What this task involves:
Can you reproduce the article on the Texas Internet wine fight from "Rep. Ron Wilson, D-Houston" to "The distributors won.", word for word?

But as lawmakers prepare to leave Austin this week, supporters of unfettered on-line wine sales have failed – defeated by a handful of Texas wholesalers whose blueprint to kill the bill was developed long before legislators came to town.

"I'm not surprised at all," said veteran lobbyist Brad Shields, who has been on the opposite side of wholesalers in the past but was not involved in liquor issues this session. "Historically, they have been awesome."

Wrangling over wine: Key players
A look at the politicians and lobbyists who clashed over a bill in Austin that would have allowed Texans to purchase wine over the Internet. Vineyard owners called it a pro-consumer move to help their business. Liquor wholesalers opposed it, warning of lost taxes and underage drinkers.

Robert "Butch" Sparks
Veteran lobbyist for the wholesale liquor industry. A publicity-shy master of parliamentary tactics, Mr. Sparks has spent nearly three decades cultivating Texas lawmakers and killing legislation that would hurt his clients' control of the liquor and wine trade in Texas.

Rep. Ron Wilson, D-Houston
Chairman of the House committee that handles most alcohol bills. A political maverick, Mr. Wilson sometimes bucks the industry but acknowledges its considerable clout. Finding himself in the middle of an "internecine war," Mr. Wilson tried to bridge the differences between California wineries and Texas distributors. The distributors won.

Rep. Debra Danburg, D-Houston
A supporter of Internet wine sales, she was so certain her bill would receive a hostile reception in the House liquor committee that she tried an end run. She had her bill sent to another House panel in hopes of finding a more hospitable climate. She didn't, and the bill sank without a hearing.

Rep. Anna Mowery, R-Fort Worth
For the second session in a row, Ms. Mowery pressed the case to allow Texans to order wine via the Internet from any of the dozen states that allow wine to be shipped. She cites both philosophical and economic grounds: "If it's a legal product, [you] ought to be able to buy it." No connoisseur, she says she buys her wine by the box – but says many of her constituents would like the freedom to buy directly from vineyards out of state.

Agriculture Commissioner Susan Combs
A fourth-generation cattle rancher from Brewster County, Ms. Combs intervened in the wine fight on behalf of Texas grape growers. She helped convince lawmakers who didn't know a cabernet from a chardonnay that the issue was something they cared about: agriculture. She wrote newspaper columns and helped broker a deal to allow some direct sales by Texas wineries.

Rep. David Swinford, R-Dumas
A conservative Republican from the Texas Panhandle, Mr. Swinford chairs the committee that regulates agriculture. With Internet wine sales stalled, he won grudging industry backing for a bill to help Texas vineyards. Under the measure, Texans still can't order from California but can get limited shipments from Texas vineyards. He called the plan "direct ship lite."

Wayne Slater

The battle over Internet wine sales, which played out in public hearings and behind the scenes, offers a case study of how a proposal can draw a formidable thicket of obstacles, competing interests and big-money opposition.

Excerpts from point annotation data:
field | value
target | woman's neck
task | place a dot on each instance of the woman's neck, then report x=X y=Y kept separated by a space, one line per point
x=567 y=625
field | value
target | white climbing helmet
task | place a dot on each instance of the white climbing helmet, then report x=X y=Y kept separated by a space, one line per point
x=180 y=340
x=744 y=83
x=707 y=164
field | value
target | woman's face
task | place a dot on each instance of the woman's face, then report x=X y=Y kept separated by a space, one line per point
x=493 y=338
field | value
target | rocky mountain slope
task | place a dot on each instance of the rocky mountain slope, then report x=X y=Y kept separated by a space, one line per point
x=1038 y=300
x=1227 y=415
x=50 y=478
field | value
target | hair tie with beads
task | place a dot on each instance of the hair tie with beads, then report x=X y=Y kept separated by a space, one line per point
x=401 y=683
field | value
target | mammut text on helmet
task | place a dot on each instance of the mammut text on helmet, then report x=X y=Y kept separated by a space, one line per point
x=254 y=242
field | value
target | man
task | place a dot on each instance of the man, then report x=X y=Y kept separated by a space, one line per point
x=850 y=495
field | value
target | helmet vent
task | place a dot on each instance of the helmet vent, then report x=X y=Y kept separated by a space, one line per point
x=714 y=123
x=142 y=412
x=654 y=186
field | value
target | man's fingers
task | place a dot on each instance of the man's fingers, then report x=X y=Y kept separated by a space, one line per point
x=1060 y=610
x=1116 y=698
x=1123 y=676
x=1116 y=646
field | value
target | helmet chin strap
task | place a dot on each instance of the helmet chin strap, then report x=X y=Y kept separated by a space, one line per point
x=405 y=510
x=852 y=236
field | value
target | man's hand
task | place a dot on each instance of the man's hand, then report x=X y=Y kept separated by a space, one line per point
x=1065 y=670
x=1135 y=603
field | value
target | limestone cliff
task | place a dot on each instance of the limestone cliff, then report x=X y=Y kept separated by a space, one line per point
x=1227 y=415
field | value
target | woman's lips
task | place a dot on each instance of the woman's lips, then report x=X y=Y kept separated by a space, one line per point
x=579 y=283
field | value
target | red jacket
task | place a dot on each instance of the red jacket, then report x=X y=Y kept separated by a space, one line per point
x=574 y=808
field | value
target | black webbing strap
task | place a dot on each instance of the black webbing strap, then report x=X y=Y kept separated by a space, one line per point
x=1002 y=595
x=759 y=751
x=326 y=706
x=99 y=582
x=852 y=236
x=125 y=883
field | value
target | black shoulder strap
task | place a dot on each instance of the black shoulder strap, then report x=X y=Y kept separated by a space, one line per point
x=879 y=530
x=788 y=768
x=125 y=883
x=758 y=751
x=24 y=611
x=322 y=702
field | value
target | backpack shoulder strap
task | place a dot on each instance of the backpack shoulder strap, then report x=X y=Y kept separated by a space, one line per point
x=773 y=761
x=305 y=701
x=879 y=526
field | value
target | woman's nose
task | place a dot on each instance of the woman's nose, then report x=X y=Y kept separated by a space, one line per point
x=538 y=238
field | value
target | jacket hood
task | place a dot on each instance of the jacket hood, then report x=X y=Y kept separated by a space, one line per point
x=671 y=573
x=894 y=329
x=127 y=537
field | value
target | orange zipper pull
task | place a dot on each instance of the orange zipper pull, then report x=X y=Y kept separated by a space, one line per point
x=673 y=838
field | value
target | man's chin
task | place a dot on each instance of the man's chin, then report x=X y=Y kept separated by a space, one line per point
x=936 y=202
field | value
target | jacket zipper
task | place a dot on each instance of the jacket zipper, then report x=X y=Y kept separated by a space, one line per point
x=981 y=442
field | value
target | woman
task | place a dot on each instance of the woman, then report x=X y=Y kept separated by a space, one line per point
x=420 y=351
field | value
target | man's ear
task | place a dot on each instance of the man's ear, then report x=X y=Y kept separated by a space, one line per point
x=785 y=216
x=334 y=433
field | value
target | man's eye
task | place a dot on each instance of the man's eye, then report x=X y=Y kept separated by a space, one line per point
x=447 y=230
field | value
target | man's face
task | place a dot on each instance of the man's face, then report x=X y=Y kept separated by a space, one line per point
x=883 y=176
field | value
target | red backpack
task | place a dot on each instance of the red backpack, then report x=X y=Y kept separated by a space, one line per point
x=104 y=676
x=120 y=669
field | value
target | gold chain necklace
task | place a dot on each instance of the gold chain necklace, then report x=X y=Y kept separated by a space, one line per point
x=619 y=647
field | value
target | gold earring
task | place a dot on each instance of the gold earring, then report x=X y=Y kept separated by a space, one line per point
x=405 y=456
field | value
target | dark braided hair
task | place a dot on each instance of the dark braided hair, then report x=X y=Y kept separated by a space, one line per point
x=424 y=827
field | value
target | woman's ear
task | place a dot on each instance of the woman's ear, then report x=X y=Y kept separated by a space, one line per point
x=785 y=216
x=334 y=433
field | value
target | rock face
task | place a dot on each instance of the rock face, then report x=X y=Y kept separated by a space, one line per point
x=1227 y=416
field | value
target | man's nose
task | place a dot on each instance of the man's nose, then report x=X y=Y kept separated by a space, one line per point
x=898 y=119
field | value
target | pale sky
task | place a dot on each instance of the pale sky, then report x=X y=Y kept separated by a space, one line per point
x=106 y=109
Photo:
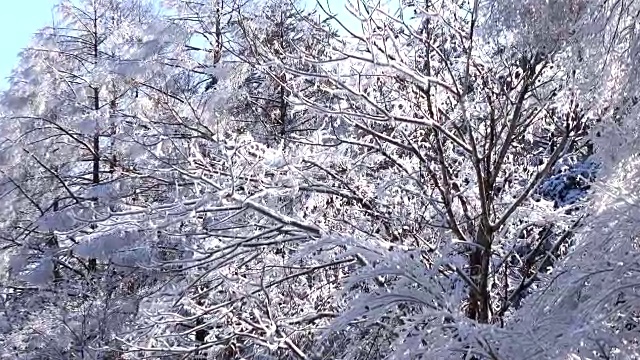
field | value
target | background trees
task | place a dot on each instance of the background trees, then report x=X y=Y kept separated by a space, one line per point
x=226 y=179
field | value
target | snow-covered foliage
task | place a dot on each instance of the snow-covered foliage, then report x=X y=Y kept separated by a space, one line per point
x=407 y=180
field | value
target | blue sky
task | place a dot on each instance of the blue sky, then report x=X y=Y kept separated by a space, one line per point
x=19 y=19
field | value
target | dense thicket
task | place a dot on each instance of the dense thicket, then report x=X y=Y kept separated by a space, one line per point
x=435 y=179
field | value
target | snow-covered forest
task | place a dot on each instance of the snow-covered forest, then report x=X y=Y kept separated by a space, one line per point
==
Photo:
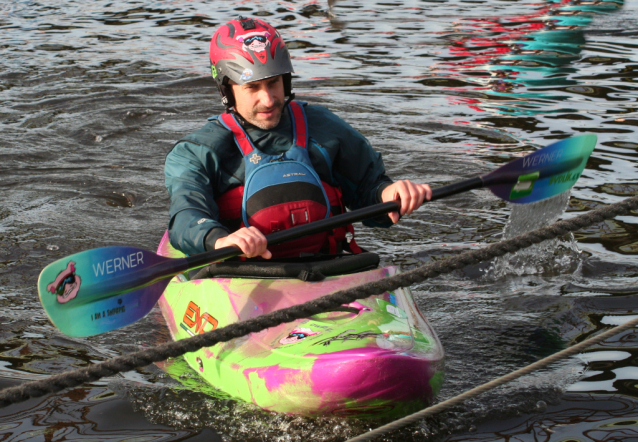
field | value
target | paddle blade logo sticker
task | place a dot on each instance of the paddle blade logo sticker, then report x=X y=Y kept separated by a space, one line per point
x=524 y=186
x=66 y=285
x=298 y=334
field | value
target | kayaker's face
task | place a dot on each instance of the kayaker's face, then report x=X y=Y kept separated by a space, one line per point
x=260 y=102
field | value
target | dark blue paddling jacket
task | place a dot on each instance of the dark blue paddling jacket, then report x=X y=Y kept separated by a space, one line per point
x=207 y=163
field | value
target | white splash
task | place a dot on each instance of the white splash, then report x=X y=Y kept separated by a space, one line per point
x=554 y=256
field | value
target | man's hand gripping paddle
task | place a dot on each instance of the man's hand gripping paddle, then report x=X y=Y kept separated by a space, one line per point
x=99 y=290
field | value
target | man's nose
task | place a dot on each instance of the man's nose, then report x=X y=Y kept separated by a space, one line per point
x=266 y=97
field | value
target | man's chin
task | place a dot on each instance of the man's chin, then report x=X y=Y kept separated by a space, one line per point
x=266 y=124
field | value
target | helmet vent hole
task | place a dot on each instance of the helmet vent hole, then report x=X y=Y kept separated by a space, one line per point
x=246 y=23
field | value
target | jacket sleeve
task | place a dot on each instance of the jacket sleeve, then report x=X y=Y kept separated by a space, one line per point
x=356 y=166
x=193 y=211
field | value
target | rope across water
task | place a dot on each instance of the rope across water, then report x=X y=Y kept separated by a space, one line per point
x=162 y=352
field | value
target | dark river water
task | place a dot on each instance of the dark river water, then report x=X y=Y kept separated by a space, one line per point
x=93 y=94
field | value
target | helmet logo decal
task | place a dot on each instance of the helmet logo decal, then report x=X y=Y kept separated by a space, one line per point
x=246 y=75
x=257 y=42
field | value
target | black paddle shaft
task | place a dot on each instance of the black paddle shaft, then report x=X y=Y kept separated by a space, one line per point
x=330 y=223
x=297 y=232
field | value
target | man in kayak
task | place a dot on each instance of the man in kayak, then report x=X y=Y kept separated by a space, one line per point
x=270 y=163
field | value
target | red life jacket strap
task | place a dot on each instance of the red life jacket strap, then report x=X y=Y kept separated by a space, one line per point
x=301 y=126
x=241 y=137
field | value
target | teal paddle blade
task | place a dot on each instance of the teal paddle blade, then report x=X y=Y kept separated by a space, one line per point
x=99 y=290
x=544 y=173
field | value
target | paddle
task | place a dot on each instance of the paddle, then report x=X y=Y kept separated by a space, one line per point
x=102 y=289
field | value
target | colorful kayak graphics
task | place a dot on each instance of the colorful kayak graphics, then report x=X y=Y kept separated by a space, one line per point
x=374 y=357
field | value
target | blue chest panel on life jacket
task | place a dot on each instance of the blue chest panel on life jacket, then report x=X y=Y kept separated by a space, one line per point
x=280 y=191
--
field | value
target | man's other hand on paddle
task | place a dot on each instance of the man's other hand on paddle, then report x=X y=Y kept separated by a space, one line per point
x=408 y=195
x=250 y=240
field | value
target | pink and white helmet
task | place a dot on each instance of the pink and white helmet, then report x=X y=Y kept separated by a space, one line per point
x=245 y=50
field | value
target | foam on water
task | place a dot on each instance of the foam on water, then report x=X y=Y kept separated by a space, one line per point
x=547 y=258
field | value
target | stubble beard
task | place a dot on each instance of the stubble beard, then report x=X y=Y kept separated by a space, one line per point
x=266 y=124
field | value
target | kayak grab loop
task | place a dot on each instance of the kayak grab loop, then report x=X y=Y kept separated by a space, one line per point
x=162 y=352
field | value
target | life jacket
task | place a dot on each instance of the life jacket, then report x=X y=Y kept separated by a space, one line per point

Complete output:
Rep. Ron Wilson, D-Houston
Chairman of the House committee that handles most alcohol bills. A political maverick, Mr. Wilson sometimes bucks the industry but acknowledges its considerable clout. Finding himself in the middle of an "internecine war," Mr. Wilson tried to bridge the differences between California wineries and Texas distributors. The distributors won.